→ **Set problem**: Copy every line of the data below without changing anything.

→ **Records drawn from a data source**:
--- begin ---

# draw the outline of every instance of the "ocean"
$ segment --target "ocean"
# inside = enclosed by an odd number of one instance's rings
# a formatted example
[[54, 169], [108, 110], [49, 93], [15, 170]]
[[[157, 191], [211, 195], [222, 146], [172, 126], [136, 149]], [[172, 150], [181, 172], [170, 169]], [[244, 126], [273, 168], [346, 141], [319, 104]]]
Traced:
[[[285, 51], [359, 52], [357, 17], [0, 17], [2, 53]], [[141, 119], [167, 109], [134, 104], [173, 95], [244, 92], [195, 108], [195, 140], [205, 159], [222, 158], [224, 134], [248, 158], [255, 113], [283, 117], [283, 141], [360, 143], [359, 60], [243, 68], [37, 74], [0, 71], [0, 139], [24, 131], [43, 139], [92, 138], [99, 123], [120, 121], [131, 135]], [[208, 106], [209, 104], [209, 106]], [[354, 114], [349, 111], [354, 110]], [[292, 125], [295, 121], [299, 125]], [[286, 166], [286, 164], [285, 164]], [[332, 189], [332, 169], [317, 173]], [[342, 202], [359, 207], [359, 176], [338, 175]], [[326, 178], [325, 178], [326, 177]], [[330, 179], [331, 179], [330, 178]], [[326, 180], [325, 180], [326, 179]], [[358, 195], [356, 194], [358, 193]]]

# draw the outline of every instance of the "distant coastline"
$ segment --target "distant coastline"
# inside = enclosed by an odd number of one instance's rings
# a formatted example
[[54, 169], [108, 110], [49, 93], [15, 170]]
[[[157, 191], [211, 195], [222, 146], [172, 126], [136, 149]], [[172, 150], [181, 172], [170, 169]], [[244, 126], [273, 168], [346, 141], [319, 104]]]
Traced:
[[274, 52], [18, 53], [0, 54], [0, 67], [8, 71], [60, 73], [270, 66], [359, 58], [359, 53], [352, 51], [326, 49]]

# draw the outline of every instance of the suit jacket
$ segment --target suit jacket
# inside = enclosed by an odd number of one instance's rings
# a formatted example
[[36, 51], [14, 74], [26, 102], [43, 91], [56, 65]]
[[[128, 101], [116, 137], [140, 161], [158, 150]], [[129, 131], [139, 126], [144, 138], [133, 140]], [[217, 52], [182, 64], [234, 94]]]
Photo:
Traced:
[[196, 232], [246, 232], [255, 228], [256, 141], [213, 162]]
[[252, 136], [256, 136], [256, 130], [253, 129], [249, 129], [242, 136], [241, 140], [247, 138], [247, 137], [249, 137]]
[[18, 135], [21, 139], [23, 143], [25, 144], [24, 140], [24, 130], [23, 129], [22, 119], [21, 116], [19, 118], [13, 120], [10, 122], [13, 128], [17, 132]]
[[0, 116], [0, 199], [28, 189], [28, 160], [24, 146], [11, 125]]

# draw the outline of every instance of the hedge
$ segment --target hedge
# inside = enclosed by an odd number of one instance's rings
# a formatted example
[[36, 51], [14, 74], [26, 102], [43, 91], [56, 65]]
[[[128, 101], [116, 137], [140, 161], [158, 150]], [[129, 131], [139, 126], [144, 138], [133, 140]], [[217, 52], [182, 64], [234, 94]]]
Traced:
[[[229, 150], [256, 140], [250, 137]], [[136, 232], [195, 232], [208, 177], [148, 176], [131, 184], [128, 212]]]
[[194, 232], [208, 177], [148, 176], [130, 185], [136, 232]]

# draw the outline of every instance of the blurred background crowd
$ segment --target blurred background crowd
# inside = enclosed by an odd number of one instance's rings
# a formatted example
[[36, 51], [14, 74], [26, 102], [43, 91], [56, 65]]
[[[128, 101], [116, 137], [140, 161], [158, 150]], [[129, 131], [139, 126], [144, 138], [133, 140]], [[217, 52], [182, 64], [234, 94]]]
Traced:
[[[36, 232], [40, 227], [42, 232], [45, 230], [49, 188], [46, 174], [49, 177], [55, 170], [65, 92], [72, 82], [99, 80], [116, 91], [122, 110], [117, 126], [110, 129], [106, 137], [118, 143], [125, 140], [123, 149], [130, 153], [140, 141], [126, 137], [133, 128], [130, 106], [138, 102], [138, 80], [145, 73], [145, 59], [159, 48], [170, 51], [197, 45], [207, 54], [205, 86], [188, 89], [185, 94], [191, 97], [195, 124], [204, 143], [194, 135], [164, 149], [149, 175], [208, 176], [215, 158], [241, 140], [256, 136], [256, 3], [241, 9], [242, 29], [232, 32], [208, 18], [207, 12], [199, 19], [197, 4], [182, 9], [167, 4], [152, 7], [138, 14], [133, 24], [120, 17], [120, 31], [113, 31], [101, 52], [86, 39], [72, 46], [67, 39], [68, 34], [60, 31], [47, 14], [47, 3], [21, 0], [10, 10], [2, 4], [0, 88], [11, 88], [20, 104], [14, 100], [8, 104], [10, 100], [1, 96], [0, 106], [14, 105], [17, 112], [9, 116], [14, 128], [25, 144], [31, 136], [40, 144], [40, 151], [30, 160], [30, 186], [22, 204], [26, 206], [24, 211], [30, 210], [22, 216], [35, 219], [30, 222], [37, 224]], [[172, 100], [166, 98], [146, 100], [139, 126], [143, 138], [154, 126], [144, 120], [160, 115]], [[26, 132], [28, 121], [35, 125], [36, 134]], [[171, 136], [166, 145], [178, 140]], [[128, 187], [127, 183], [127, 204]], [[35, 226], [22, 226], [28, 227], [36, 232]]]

--- end ---

→ **Solution to the problem**:
# draw the outline of every instance of the "ocean"
$ segment --target "ocean"
# inside = enclosed by an odd number of one instance's rings
# a formatted example
[[54, 169], [108, 110], [49, 93], [15, 170]]
[[[157, 191], [211, 195], [222, 146], [172, 126], [136, 149]], [[172, 150], [181, 172], [170, 169]], [[244, 126], [273, 168], [346, 141], [319, 104]]]
Traced:
[[[285, 51], [359, 52], [357, 17], [0, 17], [2, 53]], [[141, 119], [167, 109], [134, 104], [173, 95], [244, 92], [195, 108], [195, 140], [205, 159], [222, 158], [224, 134], [248, 158], [255, 113], [283, 117], [283, 141], [360, 143], [359, 60], [243, 68], [37, 74], [0, 71], [0, 139], [24, 131], [43, 139], [92, 138], [99, 123], [120, 121], [131, 135]], [[208, 106], [209, 104], [209, 106]], [[354, 114], [349, 111], [354, 110]], [[292, 125], [295, 121], [299, 125]], [[286, 166], [286, 164], [285, 164]], [[332, 189], [332, 169], [317, 173]], [[342, 202], [359, 207], [359, 176], [338, 175]], [[326, 178], [325, 178], [326, 177]], [[330, 179], [331, 179], [330, 178]], [[326, 180], [325, 180], [326, 179]], [[358, 195], [356, 194], [358, 193]]]

# draw the outline of every instance of the "distant coastline"
$ segment --target "distant coastline"
# inside = enclosed by an odd number of one instance's rings
# a formatted example
[[54, 169], [108, 110], [49, 93], [15, 170]]
[[[157, 191], [211, 195], [222, 146], [172, 126], [136, 149]], [[172, 150], [181, 172], [170, 169]], [[244, 126], [273, 168], [346, 141], [319, 104]]]
Traced:
[[274, 52], [18, 53], [0, 54], [0, 67], [8, 71], [60, 73], [270, 66], [359, 58], [359, 53], [352, 51], [326, 49]]

# draw the outline of every instance of the suit jacket
$ segment --target suit jacket
# inside = enclosed by an odd number of one instance's rings
# a formatted example
[[36, 51], [14, 74], [26, 102], [43, 91], [56, 65]]
[[[128, 101], [116, 137], [140, 161], [158, 150]], [[129, 131], [139, 126], [144, 138], [133, 140]], [[217, 52], [182, 64], [234, 94]]]
Photo:
Traced:
[[196, 232], [246, 232], [255, 228], [256, 141], [213, 162]]
[[252, 136], [256, 136], [256, 130], [253, 129], [249, 129], [242, 136], [241, 140], [247, 138], [247, 137], [249, 137]]
[[18, 135], [21, 139], [23, 143], [25, 144], [24, 140], [24, 130], [23, 129], [22, 119], [21, 116], [19, 118], [13, 120], [10, 122], [13, 128], [17, 132]]
[[0, 116], [0, 199], [28, 189], [28, 160], [24, 146], [11, 125]]

# draw the outline of every instance of the hedge
$ segment --target hedge
# inside = enclosed by an odd number of one instance's rings
# a formatted example
[[36, 51], [14, 74], [26, 102], [43, 91], [56, 65]]
[[[128, 101], [116, 137], [140, 161], [158, 150]], [[129, 131], [139, 126], [144, 138], [133, 140]], [[217, 52], [182, 64], [234, 94]]]
Traced:
[[[229, 150], [256, 140], [250, 137]], [[136, 232], [195, 232], [208, 177], [148, 176], [131, 184], [128, 212]]]
[[194, 232], [208, 177], [148, 176], [130, 185], [136, 232]]

# draw the outline of every instance of the blurred background crowd
$ segment --target blurred background crowd
# inside = enclosed by an odd number of one instance's rings
# a formatted example
[[36, 51], [14, 74], [26, 102], [43, 91], [56, 65]]
[[[128, 101], [116, 137], [140, 161], [158, 150]], [[129, 131], [139, 126], [144, 138], [133, 140]], [[217, 52], [182, 64], [234, 94]]]
Traced:
[[[36, 232], [40, 227], [42, 232], [45, 230], [49, 188], [46, 174], [49, 177], [55, 170], [65, 92], [72, 82], [99, 80], [116, 91], [122, 110], [117, 126], [110, 129], [106, 137], [118, 143], [125, 140], [123, 149], [130, 153], [140, 141], [126, 137], [133, 128], [130, 106], [138, 102], [138, 80], [145, 73], [145, 59], [159, 48], [170, 51], [197, 45], [207, 54], [205, 86], [188, 89], [185, 94], [191, 97], [195, 124], [204, 143], [194, 135], [164, 149], [149, 175], [208, 176], [215, 158], [241, 140], [256, 136], [256, 3], [241, 9], [242, 29], [232, 32], [208, 18], [207, 12], [199, 19], [197, 4], [182, 9], [167, 4], [152, 7], [138, 14], [133, 24], [120, 17], [120, 31], [113, 31], [101, 52], [86, 39], [72, 46], [67, 39], [68, 34], [60, 31], [47, 14], [47, 3], [21, 0], [10, 10], [2, 4], [0, 88], [11, 88], [20, 104], [14, 100], [8, 104], [10, 100], [1, 96], [0, 106], [14, 105], [17, 112], [9, 116], [14, 128], [25, 144], [31, 136], [40, 144], [40, 151], [30, 160], [30, 186], [22, 204], [26, 206], [24, 211], [30, 210], [22, 216], [35, 219], [30, 222], [37, 224]], [[172, 100], [166, 98], [146, 100], [139, 126], [143, 138], [154, 126], [144, 120], [160, 115]], [[26, 132], [28, 121], [35, 125], [36, 134]], [[171, 136], [166, 145], [178, 140]], [[128, 187], [127, 183], [127, 204]], [[35, 226], [22, 226], [28, 227], [36, 232]]]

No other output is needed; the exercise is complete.